RECORDS SHOWN section start
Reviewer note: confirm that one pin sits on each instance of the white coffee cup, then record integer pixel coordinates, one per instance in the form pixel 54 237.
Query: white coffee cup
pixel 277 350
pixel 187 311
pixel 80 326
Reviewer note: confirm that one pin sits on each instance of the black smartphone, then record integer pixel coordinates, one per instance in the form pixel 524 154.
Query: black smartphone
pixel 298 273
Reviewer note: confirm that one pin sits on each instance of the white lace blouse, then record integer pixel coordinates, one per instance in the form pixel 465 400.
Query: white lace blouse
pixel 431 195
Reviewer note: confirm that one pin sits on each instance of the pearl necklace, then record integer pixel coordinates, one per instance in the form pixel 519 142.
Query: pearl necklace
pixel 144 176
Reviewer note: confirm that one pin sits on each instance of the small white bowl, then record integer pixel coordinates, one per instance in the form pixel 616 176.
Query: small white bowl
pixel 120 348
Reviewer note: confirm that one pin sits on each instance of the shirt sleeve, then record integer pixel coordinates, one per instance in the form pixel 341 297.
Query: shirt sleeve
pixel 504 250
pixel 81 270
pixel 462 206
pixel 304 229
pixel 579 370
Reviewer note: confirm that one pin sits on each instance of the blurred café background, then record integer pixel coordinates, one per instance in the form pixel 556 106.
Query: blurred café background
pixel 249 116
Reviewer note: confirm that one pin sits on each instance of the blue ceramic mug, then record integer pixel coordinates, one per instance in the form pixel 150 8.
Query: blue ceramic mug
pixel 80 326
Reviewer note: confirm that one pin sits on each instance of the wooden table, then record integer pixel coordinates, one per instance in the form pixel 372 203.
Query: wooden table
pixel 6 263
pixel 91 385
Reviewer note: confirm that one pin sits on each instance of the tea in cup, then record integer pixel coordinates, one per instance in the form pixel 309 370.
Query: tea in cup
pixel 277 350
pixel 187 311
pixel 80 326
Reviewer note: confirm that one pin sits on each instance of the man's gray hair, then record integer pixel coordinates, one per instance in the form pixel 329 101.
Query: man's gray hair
RECORDS SHOWN section end
Search the records for lines holding the word "gray", then copy each line you find.

Reviewer note: confirm that one pin sits on each instance of the man's gray hair, then record integer pixel coordinates, one per instance in the form pixel 329 101.
Query: man's gray hair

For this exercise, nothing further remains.